Jon Ola Sand (; born 21 December 1961) is a Norwegian television executive. He was the European Broadcasting Union's Executive Supervisor of the Eurovision Song Contest from 2011 to 2020.

Personal life
He is the son of revue writer and actor Bjørn Sand and actress Unni Bernhoft. He grew up at Vinderen in Oslo, and has a brother and a sister. His brother, , is an actor and author.

As of May 2010, Sand was in a cohabiting relationship with the Swedish choreographer Mattias Carlsson. Sand lives in Geneva, Switzerland.

In October 2010, Sand was a passenger on the train that derailed at Skotterud in Hedmark, Norway. The incident resulted in some 40 people being injured.

Career
Sand appeared in a minor role in the 1980 film At dere tør!, having graduated the same year from the music branch of his local upper secondary school. As a teenager he played the drums in a hard rock band, which eventually led him being hired by NRK, the Norwegian Broadcasting Corporation as a researcher for a music TV programme. He started his television career in NRK in 1981, and advanced via programme secretary to producer and project leader, eventually leading major productions and co-productions at NRK. He had a stint in the competing channel TV 2 from 1992 to 1996. Sand is a member of the International Academy of Television Arts and Sciences.

Television shows produced or directed by Sand include the Nobel Peace Prize Concert, the Amanda Award show and Melodi Grand Prix.

Eurovision Song Contest

From 1998 to 2005, he headed the Norwegian delegation at the Eurovision Song Contest. In 2010, Sand was appointed as the Executive Producer of the Eurovision Song Contest 2010, held in Oslo, Norway. Sand is a television producer for the Norwegian television channel NRK, which was responsible for holding the festival in 2010, when Sand was the chief of production for the event.

On 26 November 2010, Sand was appointed as the European Broadcasting Union's Executive Supervisor of the Eurovision Song Contest, after Svante Stockselius resigned from the role, the new position began on 1 January 2011. Sand reportedly edged out 39 other applicants. As Executive Supervisor, Sand has the last call with regards to the production of the Eurovision Song Contest, with the ability to overrule the producers, and instruct. He is also responsible for the organization of the voting system of the contest. He made his debut as Executive Supervisor at the 2011 contest in Düsseldorf. Sand was later appointed as the Executive Supervisor for the Junior Eurovision Song Contest 2016. He had been on leave from NRK since being appointed Executive Supervisor.

#### Information

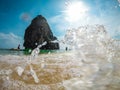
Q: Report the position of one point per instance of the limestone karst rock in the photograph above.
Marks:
(38, 32)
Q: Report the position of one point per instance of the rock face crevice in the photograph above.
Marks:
(38, 32)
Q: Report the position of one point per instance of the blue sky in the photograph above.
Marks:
(16, 15)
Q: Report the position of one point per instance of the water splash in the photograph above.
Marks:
(33, 55)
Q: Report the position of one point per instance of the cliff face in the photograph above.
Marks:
(38, 32)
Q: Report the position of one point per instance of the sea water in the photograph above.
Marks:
(91, 63)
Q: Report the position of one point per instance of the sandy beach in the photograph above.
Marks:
(59, 71)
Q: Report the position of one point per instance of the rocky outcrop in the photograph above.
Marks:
(38, 32)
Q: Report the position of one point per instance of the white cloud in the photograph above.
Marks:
(10, 40)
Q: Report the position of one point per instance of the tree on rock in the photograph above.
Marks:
(38, 32)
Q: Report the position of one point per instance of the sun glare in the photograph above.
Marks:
(75, 11)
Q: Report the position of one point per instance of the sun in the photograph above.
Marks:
(75, 11)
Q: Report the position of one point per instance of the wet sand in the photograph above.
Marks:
(59, 71)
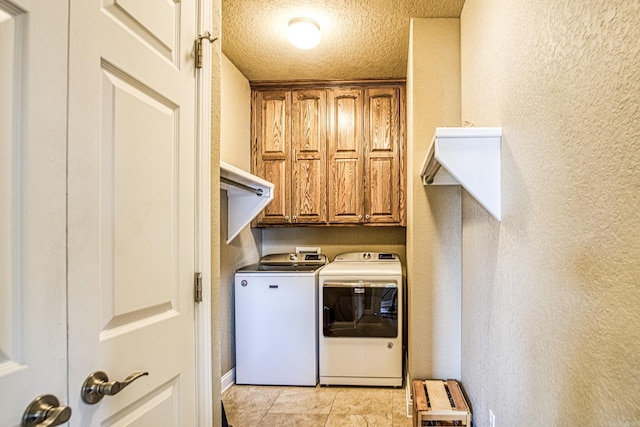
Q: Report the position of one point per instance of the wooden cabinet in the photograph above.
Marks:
(334, 152)
(346, 182)
(289, 150)
(383, 156)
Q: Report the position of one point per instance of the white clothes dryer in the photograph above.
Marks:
(361, 320)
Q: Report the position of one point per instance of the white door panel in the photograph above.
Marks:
(132, 209)
(33, 40)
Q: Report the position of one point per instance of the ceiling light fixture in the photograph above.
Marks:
(304, 33)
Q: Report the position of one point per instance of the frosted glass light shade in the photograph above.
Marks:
(304, 33)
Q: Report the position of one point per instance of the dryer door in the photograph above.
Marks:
(357, 309)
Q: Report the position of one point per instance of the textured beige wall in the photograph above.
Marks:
(235, 116)
(235, 131)
(335, 240)
(551, 296)
(215, 211)
(433, 221)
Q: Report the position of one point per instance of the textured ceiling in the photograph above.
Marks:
(361, 39)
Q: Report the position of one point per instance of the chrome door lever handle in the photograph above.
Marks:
(45, 411)
(97, 386)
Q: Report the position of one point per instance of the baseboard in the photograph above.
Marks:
(409, 400)
(228, 380)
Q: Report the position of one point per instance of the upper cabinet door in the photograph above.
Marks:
(383, 151)
(309, 179)
(345, 156)
(272, 155)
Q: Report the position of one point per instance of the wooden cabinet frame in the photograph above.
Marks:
(334, 150)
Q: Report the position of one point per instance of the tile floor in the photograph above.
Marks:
(332, 406)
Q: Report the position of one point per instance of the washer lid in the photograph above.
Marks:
(289, 262)
(367, 257)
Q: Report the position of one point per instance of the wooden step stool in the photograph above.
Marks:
(440, 402)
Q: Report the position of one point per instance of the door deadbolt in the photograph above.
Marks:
(97, 386)
(45, 410)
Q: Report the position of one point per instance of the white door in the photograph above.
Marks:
(131, 209)
(33, 76)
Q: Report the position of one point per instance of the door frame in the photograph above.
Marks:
(203, 339)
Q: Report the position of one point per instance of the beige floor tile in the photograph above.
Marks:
(244, 418)
(249, 401)
(293, 420)
(301, 400)
(348, 420)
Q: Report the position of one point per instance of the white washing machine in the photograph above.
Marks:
(276, 311)
(361, 320)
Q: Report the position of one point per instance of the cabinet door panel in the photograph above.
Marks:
(276, 211)
(346, 201)
(272, 153)
(345, 197)
(383, 194)
(309, 180)
(381, 143)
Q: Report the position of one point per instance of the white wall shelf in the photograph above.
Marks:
(469, 157)
(247, 196)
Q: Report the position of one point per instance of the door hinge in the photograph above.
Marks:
(199, 54)
(197, 282)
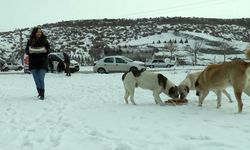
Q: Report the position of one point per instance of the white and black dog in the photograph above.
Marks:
(148, 80)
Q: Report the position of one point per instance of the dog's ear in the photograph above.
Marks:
(187, 88)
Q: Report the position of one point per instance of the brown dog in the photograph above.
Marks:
(219, 76)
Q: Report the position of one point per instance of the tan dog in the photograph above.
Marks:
(218, 77)
(188, 84)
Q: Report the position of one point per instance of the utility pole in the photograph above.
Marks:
(21, 51)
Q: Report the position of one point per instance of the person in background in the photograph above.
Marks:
(38, 49)
(67, 63)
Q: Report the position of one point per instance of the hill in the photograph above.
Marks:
(91, 39)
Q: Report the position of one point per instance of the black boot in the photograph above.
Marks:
(41, 94)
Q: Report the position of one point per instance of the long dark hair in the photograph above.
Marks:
(37, 42)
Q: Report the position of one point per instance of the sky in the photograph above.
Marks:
(15, 14)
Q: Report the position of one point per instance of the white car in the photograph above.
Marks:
(11, 66)
(117, 64)
(161, 63)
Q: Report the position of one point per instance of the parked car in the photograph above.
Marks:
(160, 63)
(117, 64)
(11, 66)
(56, 62)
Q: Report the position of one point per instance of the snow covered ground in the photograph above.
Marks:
(87, 111)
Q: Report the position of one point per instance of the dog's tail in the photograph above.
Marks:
(162, 80)
(124, 75)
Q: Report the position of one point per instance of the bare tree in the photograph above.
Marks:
(225, 47)
(171, 47)
(197, 46)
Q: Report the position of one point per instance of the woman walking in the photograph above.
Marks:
(38, 49)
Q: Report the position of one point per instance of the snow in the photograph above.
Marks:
(87, 111)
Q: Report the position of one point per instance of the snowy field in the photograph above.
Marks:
(88, 112)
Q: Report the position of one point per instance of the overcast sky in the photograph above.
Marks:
(28, 13)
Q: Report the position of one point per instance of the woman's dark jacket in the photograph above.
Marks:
(38, 60)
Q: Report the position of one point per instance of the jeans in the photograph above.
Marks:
(38, 75)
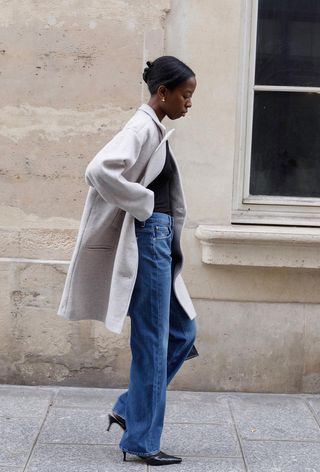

#### Exercises
A. In the Jon Ola Sand biography, what year did Sand begin his television career at NRK?
B. Pick up the Jon Ola Sand biography after its last sentence and continue it.

#### Answers for the tasks
A. 1981

B.
In an interview with the news agency Reuters in 2011, Sand launched the idea of extending the Eurovision Song Contest to a potential Worldvision Song Contest. In May 2015, Sand stated to the Norwegian public broadcaster NRK that the Worldvision idea was likely not moving forward, due to a lack of interest among countries outside Europe. He also cited the large cost of a worldwide song contest. In a 2016 interview with The Guardian he stated, "We are not looking at a sort of ‘Worldvision’ because that's too complicated (...)". Sand stated to Danish media in 2016 that the European Broadcasting Union was instead developing plans to export the Eurovision concept by launching separate versions of the song contest in Asia and the United States, depending on the level of interest in the relevant countries. He was featured in the newspaper Morgenbladet in May 2012, where the focus was on the song contest and international politics.

On 30 September 2019, Sand announced his intention to step down as Executive Supervisor of the Eurovision Song Contest after the 2020 edition, that would have been be held in Rotterdam, the Netherlands (which was later cancelled due to the COVID-19 pandemic). He would also leave the Head of Live Events post which oversees the Junior Eurovision Song Contest, Eurovision Young Musicians and Eurovision Choir competitions. On 20 January 2020, it was announced that Swedish TV producer Martin Österdahl would succeed Sand as Executive Supervisor.

On 17 May 2020, Sand was officially succeeded by Österdahl as Executive Supervisor of the Eurovision Song Contest after the one-off replacement show Eurovision: Europe Shine a Light was aired. He then returned to NRK, serving as project leader of its head office's relocation.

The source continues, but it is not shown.